#### [To do]
1. Translate this sentence from the text on library services into Spanish: "Books are the main characteristic of a library."
2. From the text on library services, extract everything from "Library Services in" down to "and reference materials.".

In reality, libraries have changed from the typical media perception. As these institutions are including more digital services for patrons to enjoy and creating more activities to incentivize people to visit and hang out in the communal spaces, libraries are "no longer silent" places.
"Libraries provide valuable services for residents of all ages, incomes, and ethnic backgrounds," Johnnie Sue Saylor Hawley states in her article for East Tennessee State University ("Introduction," p. 10).
Prior to her current role as an elementary school librarian, Hawley taught English to elementary and middle school students for 8 years. She earned her "master's degree in Educational Media and School Library Services" ("Statement of Research Bias and Limitations," 13). She claims that libraries "have evolved and adapted to the current technology-rich needs of their patrons" ("Statement of the Problem," p. 11).
For her research in determining "how community and school library services are evolving," Hawley chose to investigate her local community's usage of their public and school libraries in Johnson City, Tennessee ("Statement of the Problem," p. 11).
Library Services in the Past
"[Libraries] were rare and expensive [in the 1730s, thus] Americans had little or no access to books . . . [By the 1930s] the role of the library was a warehouse of books where patrons could choose and borrow a book, and based on the honor system, were expected to return the item before selecting a new one." ("Past: Origin to 2000 AD," p. 16, 17-18)
Books are the main characteristic of a library. They "cover virtually all topics, both fact and fiction" ("Sources Available in Libraries," 22). Libraries also provide other forms of printed material such as magazines, newspapers, and reference materials.
According to Hawley, libraries used to offer patrons a physical collection of items, known as a vertical file, "that contained ... copies of images collected for patrons to ... view places, people, and items ... they had no previous knowledge [of]" ("Sources Available in Libraries," 24)

#### [Data for review]
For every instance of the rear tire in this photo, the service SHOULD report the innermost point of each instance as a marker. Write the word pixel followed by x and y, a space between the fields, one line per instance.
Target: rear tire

--

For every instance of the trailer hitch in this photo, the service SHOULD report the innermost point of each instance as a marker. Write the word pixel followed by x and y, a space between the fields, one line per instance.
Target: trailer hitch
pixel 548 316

--

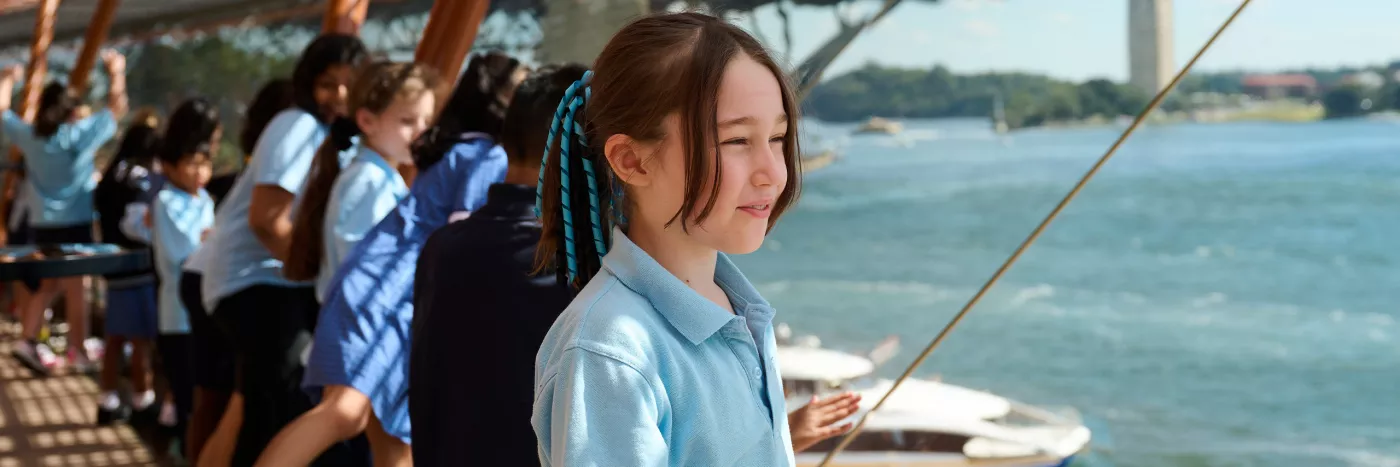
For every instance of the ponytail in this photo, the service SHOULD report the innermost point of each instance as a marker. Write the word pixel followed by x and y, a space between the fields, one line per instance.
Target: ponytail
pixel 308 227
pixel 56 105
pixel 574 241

#### [Results]
1. Los libros son la característica principal de una biblioteca.

2.
Library Services in the Past
"[Libraries] were rare and expensive [in the 1730s, thus] Americans had little or no access to books . . . [By the 1930s] the role of the library was a warehouse of books where patrons could choose and borrow a book, and based on the honor system, were expected to return the item before selecting a new one." ("Past: Origin to 2000 AD," p. 16, 17-18)
Books are the main characteristic of a library. They "cover virtually all topics, both fact and fiction" ("Sources Available in Libraries," 22). Libraries also provide other forms of printed material such as magazines, newspapers, and reference materials.